## Record excerpts

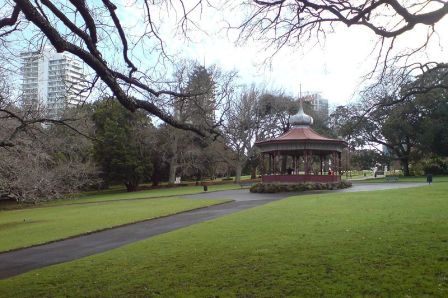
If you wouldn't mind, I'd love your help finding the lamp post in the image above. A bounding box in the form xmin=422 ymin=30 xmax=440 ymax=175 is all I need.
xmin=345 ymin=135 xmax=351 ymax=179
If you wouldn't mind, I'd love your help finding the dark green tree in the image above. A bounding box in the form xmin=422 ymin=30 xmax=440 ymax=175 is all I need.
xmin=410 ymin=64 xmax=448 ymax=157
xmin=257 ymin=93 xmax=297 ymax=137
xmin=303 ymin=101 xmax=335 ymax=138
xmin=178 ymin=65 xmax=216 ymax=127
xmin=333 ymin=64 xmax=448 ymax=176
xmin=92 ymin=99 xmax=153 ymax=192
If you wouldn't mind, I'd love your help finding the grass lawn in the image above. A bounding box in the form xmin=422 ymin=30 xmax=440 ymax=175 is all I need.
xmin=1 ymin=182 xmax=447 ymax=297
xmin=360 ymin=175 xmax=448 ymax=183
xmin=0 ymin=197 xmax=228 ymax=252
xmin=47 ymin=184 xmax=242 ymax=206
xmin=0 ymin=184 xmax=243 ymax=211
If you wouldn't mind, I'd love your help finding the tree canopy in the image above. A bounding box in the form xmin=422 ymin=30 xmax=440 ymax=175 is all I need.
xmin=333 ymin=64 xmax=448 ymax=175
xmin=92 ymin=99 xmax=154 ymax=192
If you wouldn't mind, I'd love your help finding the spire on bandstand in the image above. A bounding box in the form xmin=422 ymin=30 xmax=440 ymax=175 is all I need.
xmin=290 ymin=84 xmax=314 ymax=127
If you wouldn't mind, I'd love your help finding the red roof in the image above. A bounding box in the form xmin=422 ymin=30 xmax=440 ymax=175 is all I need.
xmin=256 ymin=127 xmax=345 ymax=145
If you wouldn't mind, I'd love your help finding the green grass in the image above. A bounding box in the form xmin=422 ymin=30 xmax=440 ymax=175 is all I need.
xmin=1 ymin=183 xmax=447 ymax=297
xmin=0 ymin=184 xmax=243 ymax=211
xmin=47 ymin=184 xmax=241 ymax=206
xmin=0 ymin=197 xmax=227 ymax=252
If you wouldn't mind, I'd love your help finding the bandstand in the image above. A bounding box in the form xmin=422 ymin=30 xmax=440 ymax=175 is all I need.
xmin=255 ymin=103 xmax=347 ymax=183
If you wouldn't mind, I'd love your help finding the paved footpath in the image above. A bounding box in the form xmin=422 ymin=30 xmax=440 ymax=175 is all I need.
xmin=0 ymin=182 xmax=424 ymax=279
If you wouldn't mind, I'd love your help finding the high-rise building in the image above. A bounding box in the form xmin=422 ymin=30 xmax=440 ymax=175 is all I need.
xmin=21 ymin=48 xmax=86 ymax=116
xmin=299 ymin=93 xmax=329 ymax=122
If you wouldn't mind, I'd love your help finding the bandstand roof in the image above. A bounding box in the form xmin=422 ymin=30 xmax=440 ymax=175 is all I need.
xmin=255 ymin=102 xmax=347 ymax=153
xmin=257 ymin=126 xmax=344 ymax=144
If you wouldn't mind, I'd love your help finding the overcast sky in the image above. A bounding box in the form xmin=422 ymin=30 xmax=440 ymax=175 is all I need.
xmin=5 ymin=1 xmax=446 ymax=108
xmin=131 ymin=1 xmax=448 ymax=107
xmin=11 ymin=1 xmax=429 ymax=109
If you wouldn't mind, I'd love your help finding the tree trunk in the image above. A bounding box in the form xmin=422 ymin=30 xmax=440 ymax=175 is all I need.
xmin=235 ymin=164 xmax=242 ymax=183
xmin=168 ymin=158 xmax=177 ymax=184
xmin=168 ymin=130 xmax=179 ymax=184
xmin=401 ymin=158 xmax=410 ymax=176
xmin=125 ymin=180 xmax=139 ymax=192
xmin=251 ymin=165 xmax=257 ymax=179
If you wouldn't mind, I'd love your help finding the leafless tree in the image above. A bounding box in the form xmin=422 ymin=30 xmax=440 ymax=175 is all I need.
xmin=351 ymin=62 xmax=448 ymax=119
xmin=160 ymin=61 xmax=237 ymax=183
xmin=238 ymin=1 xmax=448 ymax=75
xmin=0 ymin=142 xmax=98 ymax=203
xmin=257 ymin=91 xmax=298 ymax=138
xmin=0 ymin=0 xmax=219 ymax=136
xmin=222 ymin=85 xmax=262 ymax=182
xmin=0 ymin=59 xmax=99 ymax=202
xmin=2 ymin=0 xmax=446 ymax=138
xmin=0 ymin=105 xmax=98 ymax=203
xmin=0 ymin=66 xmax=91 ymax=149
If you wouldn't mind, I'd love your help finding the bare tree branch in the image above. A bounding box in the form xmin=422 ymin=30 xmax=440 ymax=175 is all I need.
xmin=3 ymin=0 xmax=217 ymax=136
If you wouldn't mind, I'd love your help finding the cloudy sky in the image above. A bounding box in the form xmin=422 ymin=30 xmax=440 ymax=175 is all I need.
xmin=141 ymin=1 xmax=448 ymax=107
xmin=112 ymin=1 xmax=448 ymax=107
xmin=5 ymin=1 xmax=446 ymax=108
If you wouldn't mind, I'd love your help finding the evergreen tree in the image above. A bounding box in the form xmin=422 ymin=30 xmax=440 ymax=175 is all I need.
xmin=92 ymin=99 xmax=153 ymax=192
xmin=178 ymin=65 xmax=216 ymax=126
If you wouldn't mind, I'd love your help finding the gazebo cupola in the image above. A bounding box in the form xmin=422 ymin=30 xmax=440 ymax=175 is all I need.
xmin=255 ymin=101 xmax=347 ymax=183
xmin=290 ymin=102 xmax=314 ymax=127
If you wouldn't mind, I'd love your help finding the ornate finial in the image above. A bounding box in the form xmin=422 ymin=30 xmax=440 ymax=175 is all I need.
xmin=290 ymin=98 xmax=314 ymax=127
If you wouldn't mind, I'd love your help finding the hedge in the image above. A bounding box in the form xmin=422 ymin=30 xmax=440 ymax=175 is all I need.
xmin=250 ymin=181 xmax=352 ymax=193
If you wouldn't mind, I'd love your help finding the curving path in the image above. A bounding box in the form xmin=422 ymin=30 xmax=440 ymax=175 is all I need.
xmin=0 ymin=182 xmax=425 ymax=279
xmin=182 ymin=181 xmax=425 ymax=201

## Task directions
Without the pictures, repeat the listing word for word.

## Output for this exercise
If you wouldn't mind, I'd love your help finding the lamp post in the image above. A bounding box in the form xmin=422 ymin=30 xmax=440 ymax=175 is all I need.
xmin=345 ymin=135 xmax=351 ymax=179
If you wouldn't mind, I'd love your help finding the dark green tree in the image above. A bounding box in the form xmin=422 ymin=30 xmax=440 ymax=175 is all I need.
xmin=410 ymin=64 xmax=448 ymax=157
xmin=257 ymin=93 xmax=297 ymax=137
xmin=303 ymin=101 xmax=335 ymax=138
xmin=178 ymin=65 xmax=216 ymax=127
xmin=333 ymin=64 xmax=448 ymax=176
xmin=92 ymin=99 xmax=153 ymax=192
If you wouldn't mind, I'd love your help finding the grass lawn in the image above. A bounding box in the form xmin=422 ymin=30 xmax=440 ymax=175 is all I need.
xmin=1 ymin=182 xmax=447 ymax=297
xmin=360 ymin=175 xmax=448 ymax=183
xmin=0 ymin=197 xmax=228 ymax=252
xmin=47 ymin=184 xmax=242 ymax=206
xmin=0 ymin=184 xmax=243 ymax=211
If you wouldn't mind, I'd love your help finding the tree canopy in the image above. A bounding box in the form xmin=422 ymin=30 xmax=440 ymax=175 is all I need.
xmin=333 ymin=64 xmax=448 ymax=175
xmin=92 ymin=99 xmax=154 ymax=192
If you wouldn't mind, I'd love your help finding the spire on bandstand in the image above. A bounding box in the form xmin=422 ymin=30 xmax=440 ymax=175 is all I need.
xmin=290 ymin=84 xmax=314 ymax=127
If you wouldn't mind, I'd love your help finding the red roof in the image above. A bounding box in the form xmin=422 ymin=30 xmax=440 ymax=175 is all I need.
xmin=256 ymin=127 xmax=345 ymax=145
If you wouldn't mind, I'd love your help finding the green grass in the image above. A bounding box in the form xmin=422 ymin=30 xmax=440 ymax=175 is all I need.
xmin=1 ymin=183 xmax=447 ymax=297
xmin=0 ymin=184 xmax=243 ymax=211
xmin=47 ymin=184 xmax=241 ymax=206
xmin=0 ymin=197 xmax=227 ymax=252
If you wouldn't mind, I'd love your help finding the bandstand in the image above. A bounding box in the form xmin=422 ymin=30 xmax=440 ymax=175 is all I need.
xmin=255 ymin=103 xmax=347 ymax=183
If you wouldn't mind, I'd love your help finding the paved footpath in the image above. A bounding box in the form xmin=422 ymin=30 xmax=440 ymax=175 is all I need.
xmin=0 ymin=182 xmax=424 ymax=279
If you wouldn't mind, I'd love your help finding the high-rise building in the image above. A bounding box in the form xmin=422 ymin=30 xmax=440 ymax=175 is all I need.
xmin=21 ymin=48 xmax=86 ymax=116
xmin=299 ymin=93 xmax=329 ymax=122
If you wouldn't mind, I'd love your help finding the bandstand roof in the image above. A bounding box in the form xmin=422 ymin=30 xmax=440 ymax=175 is all I need.
xmin=255 ymin=102 xmax=347 ymax=153
xmin=257 ymin=126 xmax=344 ymax=144
If you wouldn't mind, I'd love your help finding the overcast sky in the image above. A bounding box in the form xmin=422 ymin=30 xmax=440 ymax=175 is all I need.
xmin=5 ymin=1 xmax=446 ymax=108
xmin=131 ymin=1 xmax=448 ymax=107
xmin=11 ymin=1 xmax=429 ymax=109
If you wouldn't mind, I'd love your help finding the tree trunk in the image above. A bounding box in the form xmin=422 ymin=30 xmax=440 ymax=175 is all I need.
xmin=235 ymin=164 xmax=242 ymax=183
xmin=168 ymin=158 xmax=177 ymax=184
xmin=168 ymin=130 xmax=179 ymax=184
xmin=401 ymin=158 xmax=410 ymax=176
xmin=125 ymin=180 xmax=139 ymax=192
xmin=251 ymin=165 xmax=257 ymax=179
If you wouldn't mind, I'd love your help finding the leafless tree in the image above. A bounding box in the form xmin=422 ymin=30 xmax=440 ymax=175 is all I need.
xmin=351 ymin=62 xmax=448 ymax=119
xmin=160 ymin=61 xmax=237 ymax=183
xmin=238 ymin=1 xmax=448 ymax=75
xmin=0 ymin=142 xmax=98 ymax=203
xmin=257 ymin=91 xmax=298 ymax=138
xmin=0 ymin=0 xmax=219 ymax=136
xmin=222 ymin=85 xmax=262 ymax=182
xmin=0 ymin=59 xmax=99 ymax=202
xmin=2 ymin=0 xmax=446 ymax=138
xmin=0 ymin=105 xmax=98 ymax=203
xmin=0 ymin=66 xmax=91 ymax=149
If you wouldn't mind, I'd love your help finding the bare tree branch in the image above. A bounding box in the form xmin=422 ymin=30 xmax=440 ymax=175 is all I need.
xmin=3 ymin=0 xmax=217 ymax=136
If you wouldn't mind, I'd love your help finding the cloudy sky in the image above. A bounding box in the form xmin=422 ymin=30 xmax=440 ymax=175 is all I need.
xmin=141 ymin=1 xmax=448 ymax=107
xmin=112 ymin=1 xmax=448 ymax=107
xmin=5 ymin=1 xmax=446 ymax=108
If you wouldn't mind, I'd love your help finding the evergreen tree in the image above. A bounding box in the form xmin=422 ymin=30 xmax=440 ymax=175 is all I need.
xmin=92 ymin=99 xmax=153 ymax=192
xmin=178 ymin=65 xmax=216 ymax=126
If you wouldn't mind, I'd love your help finding the gazebo cupola in the image above. A bounding box in the form xmin=422 ymin=30 xmax=440 ymax=175 is all I need.
xmin=255 ymin=101 xmax=347 ymax=183
xmin=290 ymin=102 xmax=314 ymax=127
If you wouldn't mind, I'd love your help finding the ornate finial in the image above. A bounding box in the form xmin=422 ymin=30 xmax=440 ymax=175 is all I need.
xmin=290 ymin=98 xmax=314 ymax=127
If you wouldn't mind, I'd love your help finding the hedge in the image above. A bounding box in the form xmin=422 ymin=30 xmax=440 ymax=175 is all I need.
xmin=250 ymin=181 xmax=352 ymax=193
If you wouldn't mind, I'd love your help finding the curving path in the image above. A bounding box in the form xmin=422 ymin=30 xmax=440 ymax=175 is all I need.
xmin=0 ymin=182 xmax=425 ymax=279
xmin=182 ymin=181 xmax=425 ymax=201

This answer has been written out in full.